● **Task to carry out**
In the passage on heart rhythm, replace "dizziness" with "lightheadedness" and write out the part between "Our heartbeats literally" and "a large-scale model.", inclusive.

● **Given passage**
***
Rhythm of Your Heart

Our heartbeats literally enable life, circulating oxygen to our lungs and vital systems throughout the body.

Sometimes, because of genetic predispositions or cardiac conditions, the heart can beat too quickly, too slowly or in an erratic fashion. This can result in symptoms like dizziness or heart palpitations.

A doctor at The General

A doctor at The General explains this patient’s cardiac arrhythmia using a large-scale model.

A life-threatening condition

However, some people experience none of these symptoms and may not be aware that they have an arrhythmia, or an irregular heartbeat. Cases such as these can be particularly dangerous, which is why the work of the Cardiac Arrhythmia Unit (CAU) is so important.

“Arrhythmias can affect everyone and we provide care for patients from teenagers to 100-year olds,” explains Quinn Kolthof, Clinical Manager of Arrhythmia Services at Hamilton General Hospital. “Arrhythmias can range from minor-level disturbances to life-threatening conditions like heart failure, and we are skilled at dealing with all.”

Care in the CAU

The CAU offers same-day care for patients provided by an interdisciplinary team of physicians, nurses, medical radiological technicians, arrhythmia technicians, health care and environmental aides, and more. The CAU is a self-contained area where patients are prepped for procedures, receive their treatment and recover in the same unit.

“The CAU has strong collaboration with international experts.”
***
● **Dataset excerpts**

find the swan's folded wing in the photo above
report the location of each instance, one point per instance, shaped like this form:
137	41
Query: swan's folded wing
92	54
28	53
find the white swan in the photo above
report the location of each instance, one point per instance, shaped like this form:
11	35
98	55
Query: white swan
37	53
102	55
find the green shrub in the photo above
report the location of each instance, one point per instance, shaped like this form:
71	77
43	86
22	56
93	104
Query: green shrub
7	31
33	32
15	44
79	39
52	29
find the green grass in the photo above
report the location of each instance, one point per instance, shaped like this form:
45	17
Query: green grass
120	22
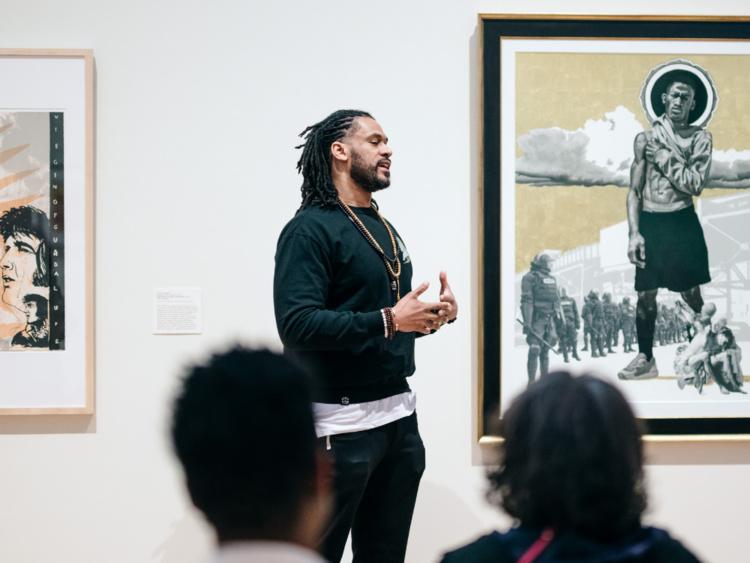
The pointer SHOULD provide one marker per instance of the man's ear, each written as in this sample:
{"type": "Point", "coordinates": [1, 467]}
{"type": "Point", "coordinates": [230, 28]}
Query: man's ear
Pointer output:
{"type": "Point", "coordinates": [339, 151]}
***
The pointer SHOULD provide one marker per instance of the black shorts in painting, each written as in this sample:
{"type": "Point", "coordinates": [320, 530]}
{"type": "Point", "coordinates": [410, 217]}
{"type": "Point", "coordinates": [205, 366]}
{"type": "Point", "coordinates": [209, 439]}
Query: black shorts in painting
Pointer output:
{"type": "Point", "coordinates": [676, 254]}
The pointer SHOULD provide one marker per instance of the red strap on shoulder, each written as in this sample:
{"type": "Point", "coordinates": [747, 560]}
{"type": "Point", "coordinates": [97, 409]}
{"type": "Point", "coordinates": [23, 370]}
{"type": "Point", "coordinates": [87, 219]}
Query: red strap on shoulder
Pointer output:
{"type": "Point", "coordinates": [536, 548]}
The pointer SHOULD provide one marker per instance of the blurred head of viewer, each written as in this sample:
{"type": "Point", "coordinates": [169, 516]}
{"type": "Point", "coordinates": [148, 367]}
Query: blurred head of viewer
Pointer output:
***
● **Task result**
Our heartbeats literally enable life, circulating oxygen to our lungs and vital systems throughout the body.

Sometimes, because of genetic predispositions or cardiac conditions, the heart can beat too quickly, too slowly or in an erratic fashion. This can result in symptoms like lightheadedness or heart palpitations.

A doctor at The General

A doctor at The General explains this patient’s cardiac arrhythmia using a large-scale model.